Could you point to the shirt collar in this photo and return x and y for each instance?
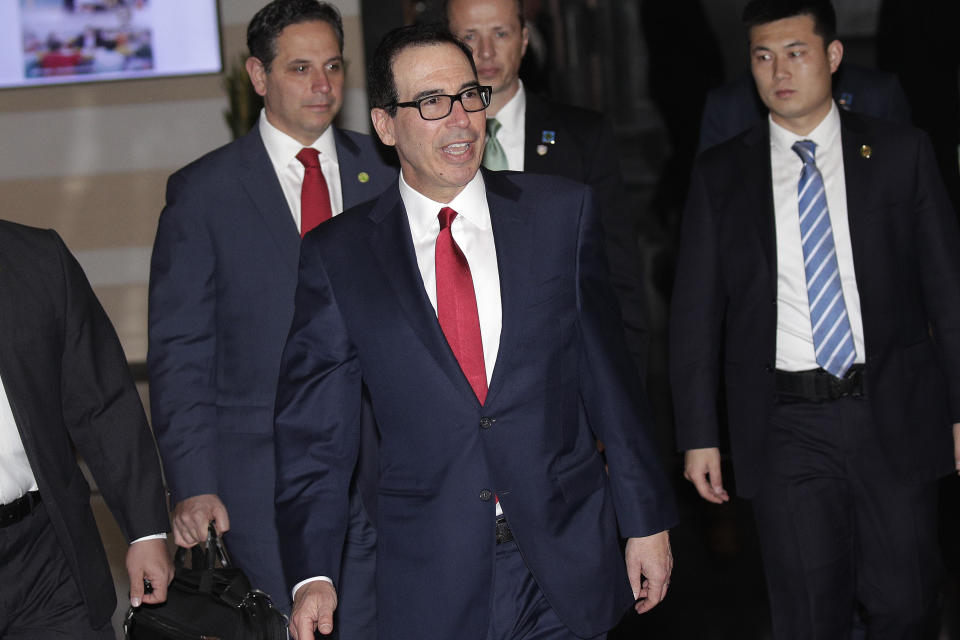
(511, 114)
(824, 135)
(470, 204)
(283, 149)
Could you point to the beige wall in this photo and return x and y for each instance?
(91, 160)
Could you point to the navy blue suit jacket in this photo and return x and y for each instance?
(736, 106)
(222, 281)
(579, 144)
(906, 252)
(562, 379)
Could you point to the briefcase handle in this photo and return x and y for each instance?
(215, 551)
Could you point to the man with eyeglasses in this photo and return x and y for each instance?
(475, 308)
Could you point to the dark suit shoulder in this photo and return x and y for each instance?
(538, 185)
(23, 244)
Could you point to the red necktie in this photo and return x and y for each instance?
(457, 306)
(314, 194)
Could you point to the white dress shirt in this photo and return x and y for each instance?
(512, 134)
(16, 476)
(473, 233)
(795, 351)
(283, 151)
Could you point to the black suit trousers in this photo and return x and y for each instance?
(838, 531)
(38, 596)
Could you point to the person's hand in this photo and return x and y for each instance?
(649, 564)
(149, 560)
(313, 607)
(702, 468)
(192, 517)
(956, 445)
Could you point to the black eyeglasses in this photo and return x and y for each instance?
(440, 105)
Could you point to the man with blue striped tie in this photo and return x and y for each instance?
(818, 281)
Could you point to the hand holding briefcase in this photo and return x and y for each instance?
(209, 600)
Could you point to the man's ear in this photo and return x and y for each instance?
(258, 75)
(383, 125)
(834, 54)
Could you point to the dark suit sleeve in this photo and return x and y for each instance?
--------
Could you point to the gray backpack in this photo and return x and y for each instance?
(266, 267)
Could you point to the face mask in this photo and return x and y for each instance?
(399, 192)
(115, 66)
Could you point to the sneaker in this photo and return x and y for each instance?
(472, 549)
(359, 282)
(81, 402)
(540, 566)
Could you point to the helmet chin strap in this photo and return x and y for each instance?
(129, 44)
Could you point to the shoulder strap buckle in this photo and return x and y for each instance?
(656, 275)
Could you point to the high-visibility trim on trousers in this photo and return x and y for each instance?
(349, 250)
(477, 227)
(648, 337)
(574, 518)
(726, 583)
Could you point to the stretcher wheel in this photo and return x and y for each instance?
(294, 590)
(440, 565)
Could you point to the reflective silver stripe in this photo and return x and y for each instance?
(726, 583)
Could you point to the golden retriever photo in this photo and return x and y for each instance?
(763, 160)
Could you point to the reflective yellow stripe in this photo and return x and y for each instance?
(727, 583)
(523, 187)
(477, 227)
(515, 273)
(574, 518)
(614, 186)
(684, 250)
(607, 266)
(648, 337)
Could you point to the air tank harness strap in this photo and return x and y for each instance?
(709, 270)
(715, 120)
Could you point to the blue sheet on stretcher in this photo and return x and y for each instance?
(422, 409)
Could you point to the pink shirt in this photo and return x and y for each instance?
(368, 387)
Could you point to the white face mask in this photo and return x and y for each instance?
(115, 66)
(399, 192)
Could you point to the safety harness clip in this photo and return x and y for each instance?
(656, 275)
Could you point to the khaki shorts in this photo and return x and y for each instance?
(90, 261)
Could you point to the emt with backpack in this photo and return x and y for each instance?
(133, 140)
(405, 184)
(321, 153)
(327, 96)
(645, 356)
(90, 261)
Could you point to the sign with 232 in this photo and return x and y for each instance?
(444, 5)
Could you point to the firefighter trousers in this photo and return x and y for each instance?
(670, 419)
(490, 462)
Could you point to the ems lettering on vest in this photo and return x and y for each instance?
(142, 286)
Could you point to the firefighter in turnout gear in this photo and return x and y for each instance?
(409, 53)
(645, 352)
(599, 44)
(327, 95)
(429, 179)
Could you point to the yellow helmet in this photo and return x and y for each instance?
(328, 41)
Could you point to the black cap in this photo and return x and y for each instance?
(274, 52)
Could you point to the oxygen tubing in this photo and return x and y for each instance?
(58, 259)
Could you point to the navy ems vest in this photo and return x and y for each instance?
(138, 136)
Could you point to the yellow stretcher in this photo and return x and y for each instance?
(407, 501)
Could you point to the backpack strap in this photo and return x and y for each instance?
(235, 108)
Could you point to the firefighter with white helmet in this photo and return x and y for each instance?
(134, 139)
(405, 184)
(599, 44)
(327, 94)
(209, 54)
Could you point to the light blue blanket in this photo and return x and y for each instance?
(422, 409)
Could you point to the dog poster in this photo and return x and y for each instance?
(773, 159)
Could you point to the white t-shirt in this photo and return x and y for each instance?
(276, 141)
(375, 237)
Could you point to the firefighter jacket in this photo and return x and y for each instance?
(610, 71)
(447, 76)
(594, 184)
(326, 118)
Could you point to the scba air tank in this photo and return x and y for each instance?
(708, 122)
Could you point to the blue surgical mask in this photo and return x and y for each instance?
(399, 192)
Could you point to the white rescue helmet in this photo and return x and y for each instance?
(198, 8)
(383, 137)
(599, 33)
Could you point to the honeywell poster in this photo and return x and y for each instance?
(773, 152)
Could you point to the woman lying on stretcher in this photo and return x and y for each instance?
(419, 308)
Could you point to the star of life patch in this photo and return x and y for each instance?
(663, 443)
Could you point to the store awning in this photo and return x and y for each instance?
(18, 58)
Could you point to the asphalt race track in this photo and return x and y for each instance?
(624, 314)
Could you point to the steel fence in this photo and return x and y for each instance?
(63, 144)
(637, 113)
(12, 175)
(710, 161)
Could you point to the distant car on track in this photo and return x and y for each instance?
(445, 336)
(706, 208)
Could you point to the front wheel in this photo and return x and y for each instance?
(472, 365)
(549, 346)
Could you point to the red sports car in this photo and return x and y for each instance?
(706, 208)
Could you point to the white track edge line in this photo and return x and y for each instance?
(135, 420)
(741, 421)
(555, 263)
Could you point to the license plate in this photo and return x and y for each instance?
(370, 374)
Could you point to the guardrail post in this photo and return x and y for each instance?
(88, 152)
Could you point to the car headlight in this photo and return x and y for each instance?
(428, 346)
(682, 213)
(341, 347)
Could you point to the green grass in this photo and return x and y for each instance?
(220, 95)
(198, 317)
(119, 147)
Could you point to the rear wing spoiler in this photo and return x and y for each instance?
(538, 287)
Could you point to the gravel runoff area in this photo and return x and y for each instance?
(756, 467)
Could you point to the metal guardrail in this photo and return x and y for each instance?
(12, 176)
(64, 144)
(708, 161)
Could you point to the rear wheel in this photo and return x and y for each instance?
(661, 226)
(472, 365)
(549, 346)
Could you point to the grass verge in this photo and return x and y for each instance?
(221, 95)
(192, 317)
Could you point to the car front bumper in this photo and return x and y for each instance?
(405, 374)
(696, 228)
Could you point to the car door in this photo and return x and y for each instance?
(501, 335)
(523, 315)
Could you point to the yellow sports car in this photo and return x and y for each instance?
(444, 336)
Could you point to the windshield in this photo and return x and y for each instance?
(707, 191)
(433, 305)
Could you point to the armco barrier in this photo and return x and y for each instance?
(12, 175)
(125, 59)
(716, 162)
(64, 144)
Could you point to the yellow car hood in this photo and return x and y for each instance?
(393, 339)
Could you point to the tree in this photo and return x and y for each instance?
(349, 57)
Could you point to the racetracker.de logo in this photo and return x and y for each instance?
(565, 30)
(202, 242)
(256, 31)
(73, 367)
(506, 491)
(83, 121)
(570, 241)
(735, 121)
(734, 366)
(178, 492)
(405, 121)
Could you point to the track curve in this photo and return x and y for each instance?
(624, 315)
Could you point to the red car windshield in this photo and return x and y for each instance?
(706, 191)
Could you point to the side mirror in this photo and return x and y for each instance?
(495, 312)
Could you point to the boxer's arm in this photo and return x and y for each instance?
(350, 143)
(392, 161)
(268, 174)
--------
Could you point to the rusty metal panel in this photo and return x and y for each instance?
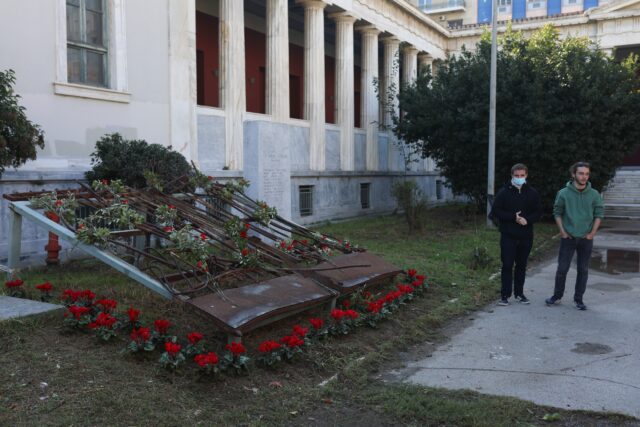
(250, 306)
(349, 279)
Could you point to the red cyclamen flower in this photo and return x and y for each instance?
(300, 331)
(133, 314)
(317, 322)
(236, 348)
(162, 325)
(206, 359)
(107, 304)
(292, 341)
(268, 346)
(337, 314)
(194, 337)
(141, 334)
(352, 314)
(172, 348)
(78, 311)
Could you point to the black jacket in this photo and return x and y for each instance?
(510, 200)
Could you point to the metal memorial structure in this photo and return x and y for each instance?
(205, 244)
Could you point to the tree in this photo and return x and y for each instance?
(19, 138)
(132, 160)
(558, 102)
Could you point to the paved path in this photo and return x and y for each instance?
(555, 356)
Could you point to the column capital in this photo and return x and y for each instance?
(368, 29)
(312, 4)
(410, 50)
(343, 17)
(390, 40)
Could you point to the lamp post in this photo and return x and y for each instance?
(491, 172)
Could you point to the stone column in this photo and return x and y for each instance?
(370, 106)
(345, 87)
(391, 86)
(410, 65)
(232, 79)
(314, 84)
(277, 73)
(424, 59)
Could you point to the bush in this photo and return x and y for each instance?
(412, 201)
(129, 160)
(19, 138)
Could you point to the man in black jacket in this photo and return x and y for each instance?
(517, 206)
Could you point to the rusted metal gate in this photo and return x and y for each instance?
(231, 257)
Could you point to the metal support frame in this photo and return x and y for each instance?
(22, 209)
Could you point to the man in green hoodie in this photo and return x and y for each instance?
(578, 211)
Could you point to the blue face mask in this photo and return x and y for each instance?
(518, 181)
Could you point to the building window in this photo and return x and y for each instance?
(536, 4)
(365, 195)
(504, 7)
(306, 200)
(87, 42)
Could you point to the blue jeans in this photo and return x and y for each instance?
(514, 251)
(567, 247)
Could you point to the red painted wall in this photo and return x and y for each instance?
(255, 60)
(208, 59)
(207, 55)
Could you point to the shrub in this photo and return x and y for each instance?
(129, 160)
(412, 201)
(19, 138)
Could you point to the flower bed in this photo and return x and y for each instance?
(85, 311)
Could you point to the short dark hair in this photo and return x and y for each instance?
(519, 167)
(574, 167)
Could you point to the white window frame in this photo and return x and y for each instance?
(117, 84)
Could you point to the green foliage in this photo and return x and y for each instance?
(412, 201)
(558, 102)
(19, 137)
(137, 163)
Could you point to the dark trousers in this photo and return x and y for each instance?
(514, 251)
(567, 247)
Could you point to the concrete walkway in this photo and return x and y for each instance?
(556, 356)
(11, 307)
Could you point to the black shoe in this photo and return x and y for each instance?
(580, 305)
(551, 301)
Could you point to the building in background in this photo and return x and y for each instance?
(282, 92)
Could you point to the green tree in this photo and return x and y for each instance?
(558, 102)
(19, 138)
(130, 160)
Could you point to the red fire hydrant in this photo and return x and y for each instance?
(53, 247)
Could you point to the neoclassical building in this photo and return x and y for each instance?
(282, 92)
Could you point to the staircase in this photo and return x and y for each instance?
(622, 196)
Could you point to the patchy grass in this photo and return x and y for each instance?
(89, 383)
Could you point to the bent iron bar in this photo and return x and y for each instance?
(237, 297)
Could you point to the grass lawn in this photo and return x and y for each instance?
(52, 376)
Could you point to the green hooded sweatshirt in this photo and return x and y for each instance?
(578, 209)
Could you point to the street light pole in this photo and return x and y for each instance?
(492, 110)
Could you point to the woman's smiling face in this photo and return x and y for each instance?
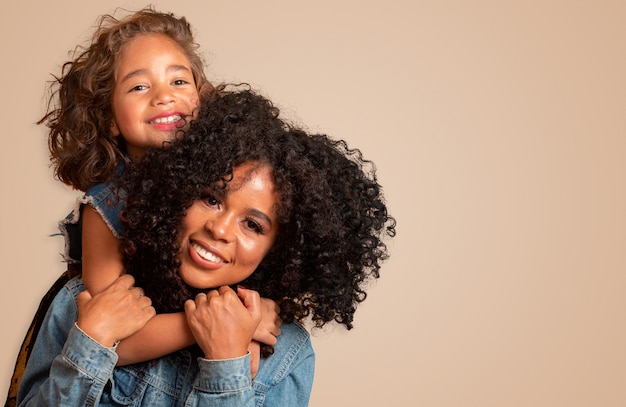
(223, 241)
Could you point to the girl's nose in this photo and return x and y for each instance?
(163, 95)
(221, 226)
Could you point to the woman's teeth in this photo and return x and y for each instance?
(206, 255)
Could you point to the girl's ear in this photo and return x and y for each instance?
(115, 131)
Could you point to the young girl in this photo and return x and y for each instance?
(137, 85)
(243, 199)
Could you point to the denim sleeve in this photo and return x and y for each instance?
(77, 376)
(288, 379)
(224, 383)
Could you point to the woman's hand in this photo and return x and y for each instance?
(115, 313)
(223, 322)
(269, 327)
--------
(What is required) List every line in the data above that contains the word "vest", treating uppercase and lowercase as distinct.

(Problem solution)
Could you point to the ems lettering on vest in this photo and return x and y for each instance?
Could you point to the navy ems vest in this photo and return x and y for each instance?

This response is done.